* BEGIN *

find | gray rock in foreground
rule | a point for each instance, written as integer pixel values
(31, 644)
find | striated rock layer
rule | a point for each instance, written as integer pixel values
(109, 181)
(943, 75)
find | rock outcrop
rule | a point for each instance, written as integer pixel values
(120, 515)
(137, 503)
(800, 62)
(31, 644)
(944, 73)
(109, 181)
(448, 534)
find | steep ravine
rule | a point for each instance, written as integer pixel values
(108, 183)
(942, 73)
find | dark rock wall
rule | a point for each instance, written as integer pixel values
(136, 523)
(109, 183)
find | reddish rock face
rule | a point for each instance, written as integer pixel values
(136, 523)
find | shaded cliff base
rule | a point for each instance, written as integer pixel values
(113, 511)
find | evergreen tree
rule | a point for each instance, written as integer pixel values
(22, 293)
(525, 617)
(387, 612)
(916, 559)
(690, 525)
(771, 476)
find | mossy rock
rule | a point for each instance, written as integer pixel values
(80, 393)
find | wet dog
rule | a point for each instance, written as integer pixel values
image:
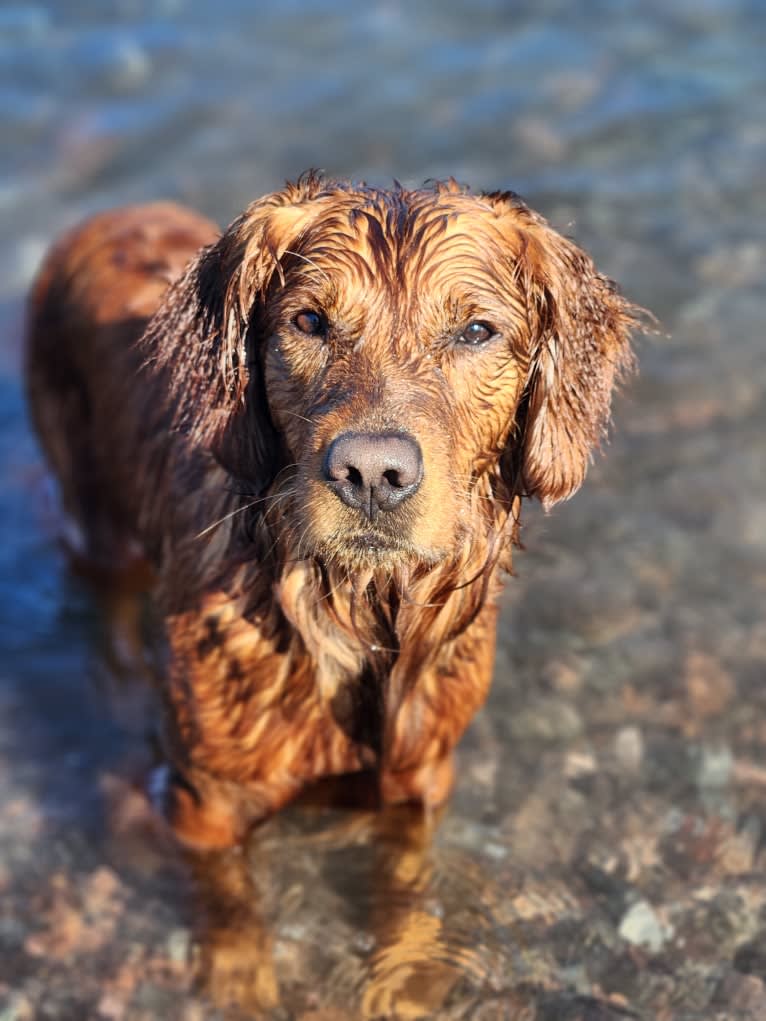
(319, 433)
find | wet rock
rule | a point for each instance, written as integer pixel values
(641, 927)
(628, 748)
(751, 957)
(714, 767)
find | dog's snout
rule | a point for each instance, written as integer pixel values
(373, 472)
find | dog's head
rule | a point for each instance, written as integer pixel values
(396, 363)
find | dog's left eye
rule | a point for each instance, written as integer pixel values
(477, 333)
(309, 323)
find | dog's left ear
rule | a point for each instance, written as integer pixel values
(202, 337)
(580, 348)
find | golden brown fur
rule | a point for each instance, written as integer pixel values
(304, 639)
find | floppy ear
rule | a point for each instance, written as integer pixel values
(202, 339)
(580, 350)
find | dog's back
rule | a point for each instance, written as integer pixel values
(93, 296)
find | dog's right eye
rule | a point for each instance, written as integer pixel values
(310, 323)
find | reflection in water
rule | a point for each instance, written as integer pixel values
(351, 908)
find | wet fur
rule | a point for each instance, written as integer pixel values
(188, 423)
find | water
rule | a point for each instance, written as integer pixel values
(620, 760)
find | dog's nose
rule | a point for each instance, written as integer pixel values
(373, 472)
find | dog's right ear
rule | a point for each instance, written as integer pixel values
(202, 339)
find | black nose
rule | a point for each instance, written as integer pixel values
(373, 472)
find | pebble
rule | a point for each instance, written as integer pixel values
(714, 767)
(641, 927)
(628, 747)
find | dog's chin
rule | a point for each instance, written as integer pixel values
(370, 549)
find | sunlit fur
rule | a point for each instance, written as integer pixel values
(304, 639)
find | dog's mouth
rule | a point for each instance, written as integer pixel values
(368, 547)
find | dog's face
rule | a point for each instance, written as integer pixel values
(420, 353)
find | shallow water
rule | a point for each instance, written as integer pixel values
(604, 851)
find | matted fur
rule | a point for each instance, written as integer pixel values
(191, 423)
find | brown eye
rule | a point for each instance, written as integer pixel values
(477, 333)
(309, 323)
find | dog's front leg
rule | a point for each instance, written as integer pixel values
(242, 719)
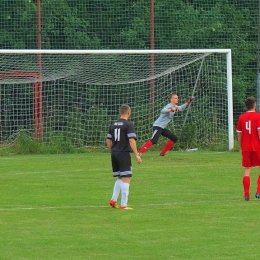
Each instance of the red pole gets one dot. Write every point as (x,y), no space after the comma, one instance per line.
(39,36)
(152,55)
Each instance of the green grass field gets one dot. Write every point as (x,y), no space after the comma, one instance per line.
(187,205)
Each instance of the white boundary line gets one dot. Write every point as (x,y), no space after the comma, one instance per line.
(240,200)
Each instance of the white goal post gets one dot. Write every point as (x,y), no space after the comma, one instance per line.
(73,95)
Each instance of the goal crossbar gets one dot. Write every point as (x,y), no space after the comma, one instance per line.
(37,73)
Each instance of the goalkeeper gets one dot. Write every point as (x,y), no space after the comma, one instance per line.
(159,126)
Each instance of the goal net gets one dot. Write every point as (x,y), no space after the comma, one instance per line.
(73,96)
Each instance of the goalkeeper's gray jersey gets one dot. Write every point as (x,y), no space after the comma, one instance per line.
(165,117)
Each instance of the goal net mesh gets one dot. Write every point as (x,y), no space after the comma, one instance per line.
(73,98)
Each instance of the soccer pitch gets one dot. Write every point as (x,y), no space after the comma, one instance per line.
(187,205)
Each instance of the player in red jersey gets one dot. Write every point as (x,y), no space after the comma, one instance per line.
(248,134)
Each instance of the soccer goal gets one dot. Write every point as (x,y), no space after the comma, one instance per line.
(74,95)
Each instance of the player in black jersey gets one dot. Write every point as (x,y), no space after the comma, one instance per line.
(121,140)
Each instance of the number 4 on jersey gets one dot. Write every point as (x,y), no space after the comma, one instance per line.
(117,134)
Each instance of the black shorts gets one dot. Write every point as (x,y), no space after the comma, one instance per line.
(121,164)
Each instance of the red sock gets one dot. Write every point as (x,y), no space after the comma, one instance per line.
(258,185)
(146,146)
(246,184)
(167,147)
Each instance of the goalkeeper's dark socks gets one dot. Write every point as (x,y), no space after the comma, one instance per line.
(146,146)
(246,184)
(258,185)
(167,147)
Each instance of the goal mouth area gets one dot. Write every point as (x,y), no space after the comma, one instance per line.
(75,94)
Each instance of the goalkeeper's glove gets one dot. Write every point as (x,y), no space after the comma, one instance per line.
(174,109)
(190,100)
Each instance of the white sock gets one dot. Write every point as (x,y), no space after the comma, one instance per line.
(125,193)
(116,190)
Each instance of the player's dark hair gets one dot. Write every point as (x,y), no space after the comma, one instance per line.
(250,102)
(124,109)
(170,96)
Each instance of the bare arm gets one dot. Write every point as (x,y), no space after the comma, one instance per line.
(134,149)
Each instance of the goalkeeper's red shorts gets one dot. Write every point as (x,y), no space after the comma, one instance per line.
(251,158)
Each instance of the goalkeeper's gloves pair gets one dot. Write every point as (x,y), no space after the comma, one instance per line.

* END *

Exercise directions:
What comes back should match the records exactly, minus any pictures.

The answer:
find | gray rock in foreground
rule | a point for each instance, written as integer pixel values
(31, 644)
find | striated rock layer
rule | a point for each instance, written as integer pixel values
(109, 181)
(943, 75)
find | rock outcrop
rule | a point for each instance, written as integer pixel values
(120, 515)
(137, 503)
(800, 62)
(31, 644)
(944, 73)
(109, 181)
(448, 534)
find | steep ravine
rule | a point for each instance, written as integer pixel values
(108, 183)
(942, 73)
find | dark rock wall
rule | a point for each instance, written as integer pixel values
(136, 523)
(109, 183)
find | reddish rock face
rule | a point for each instance, written as integer pixel values
(136, 523)
find | shaded cliff base
rule | a point for each instance, written as integer pixel values
(113, 511)
find | evergreen tree
rule | a point for each instance, written as integer pixel values
(22, 293)
(525, 617)
(387, 612)
(916, 559)
(690, 525)
(771, 476)
find | mossy rock
rule | a point for each instance, written as integer pixel values
(80, 393)
find | wet dog
rule | a point for each instance, written as integer pixel values
image:
(319, 433)
find | wet rock
rule | a point for each instance, written as integer pixel values
(641, 927)
(628, 748)
(751, 957)
(714, 767)
find | dog's snout
rule | a point for each instance, written as integer pixel values
(373, 472)
find | dog's head
rule | a point for each instance, written as integer pixel values
(396, 363)
find | dog's left eye
rule | a point for each instance, written as integer pixel values
(477, 333)
(309, 323)
find | dog's left ear
rule | a point for each instance, written as integer pixel values
(202, 337)
(580, 348)
find | golden brown fur
rule | a point for each instance, written as integer pixel values
(304, 639)
find | floppy ear
rule | a point for each instance, written as integer pixel values
(202, 339)
(580, 350)
find | dog's back
rule | a point for each instance, written as integer pixel values
(93, 296)
find | dog's right eye
rule | a point for each instance, written as integer pixel values
(310, 323)
find | reflection in water
rule | a point for each instance, written as integer pixel values
(351, 908)
find | wet fur
rule | a point for each instance, written as integer pixel values
(188, 423)
find | water
rule | a point for each instance, written as integer pixel values
(620, 760)
find | dog's nose
rule | a point for each instance, written as integer pixel values
(373, 472)
find | dog's right ear
rule | a point for each instance, written as integer pixel values
(202, 339)
find | black nose
rule | a point for each instance, written as integer pixel values
(373, 472)
find | pebble
rule | a point for each instance, written as integer pixel values
(714, 767)
(641, 927)
(628, 747)
find | dog's chin
rule | a point for each instance, written as integer pixel values
(370, 549)
find | sunlit fur
rule | a point for each instance, written as integer pixel values
(304, 639)
find | dog's mouth
rule | a point for each instance, written as integer pixel values
(368, 547)
find | dog's face
rule | a point for each instance, written as integer pixel values
(420, 353)
find | shallow water
rule | a point for each instance, written as integer pixel values
(604, 851)
find | matted fur
rule | a point for each instance, written as integer pixel values
(191, 423)
find | brown eye
rule | a point for each instance, written as integer pixel values
(477, 333)
(309, 323)
find | dog's front leg
rule | a point for each instance, written as integer pixel values
(242, 719)
Each instance of the red pole gets one dot. Write every point as (x,y), no space after the comma, one instance per line.
(39,36)
(152,55)
Each instance of the green grass field gets one dot. Write every point as (x,y), no space after the comma, one instance per line.
(187,205)
Each instance of the white boundary line gets one dot. Write every point as (x,y), no space after the comma, one instance per line.
(240,200)
Each instance of the white goal post gets one dot. Write every point as (x,y), no space after the comma, one instance per line.
(73,95)
Each instance of the goal crossbar gets one dot. Write every point as (x,y), no space after the comma, one instance per line.
(37,73)
Each instance of the goalkeeper gets one dot. Write every point as (x,y), no space after the comma, one instance per line.
(159,126)
Each instance of the goal net gets one dot. Write every point as (x,y), no space after the comma, one instance per line.
(73,96)
Each instance of the goalkeeper's gray jersey gets one dot. Write every point as (x,y), no space after the comma, one instance per line.
(165,117)
Each instance of the goal net mesh gets one dot. Write every point as (x,y), no space after the comma, one instance per line.
(73,98)
Each instance of the soccer pitch gets one dot. Write every point as (x,y), no space after the comma, one instance per line.
(187,205)
Each instance of the player in red jersey gets one dot. Write every point as (x,y), no space after the comma, one instance per line.
(248,134)
Each instance of the soccer goal gets one dot. Write every point as (x,y), no space after the comma, one instance per line.
(74,95)
Each instance of the player in black jersey gets one dot. Write every point as (x,y), no space after the comma, one instance per line.
(121,140)
Each instance of the number 4 on jersey gets one dot. Write every point as (x,y), no space after the comma, one instance per line.
(117,134)
Each instance of the black shorts gets one dot. Write every point as (x,y), no space after the comma, one instance per line.
(121,164)
Each instance of the red sock gets one dot. Write every point as (x,y), no space after the comma, one instance per line.
(258,185)
(146,146)
(246,184)
(167,147)
Each instance of the goalkeeper's dark socks gets one dot. Write every point as (x,y), no space after the comma, one instance per line.
(146,146)
(246,184)
(258,185)
(167,147)
Each instance of the goal mouth area gets one dot. Write every point as (x,y), no space after the comma, one instance per line.
(75,94)
Each instance of the goalkeeper's glove gets one dot. Write every point as (x,y), no space after the comma, one instance per line.
(174,109)
(190,100)
Each instance of the white sock gets one dot. Write every point as (x,y), no space after the comma, one instance per line.
(125,193)
(116,190)
Each instance of the player's dark hair gets one dot. Write every point as (x,y), no space after the comma, one instance per line.
(250,102)
(124,109)
(170,96)
Each instance of the bare arm gets one dot. Write every point as (x,y), no space after the comma, one instance per line.
(134,149)
Each instance of the goalkeeper's red shorts gets one dot. Write every point as (x,y), no space after the comma, one instance per line.
(251,158)
Each instance of the goalkeeper's gloves pair gets one dot. Write every point as (x,y), no space after the comma, one instance per line.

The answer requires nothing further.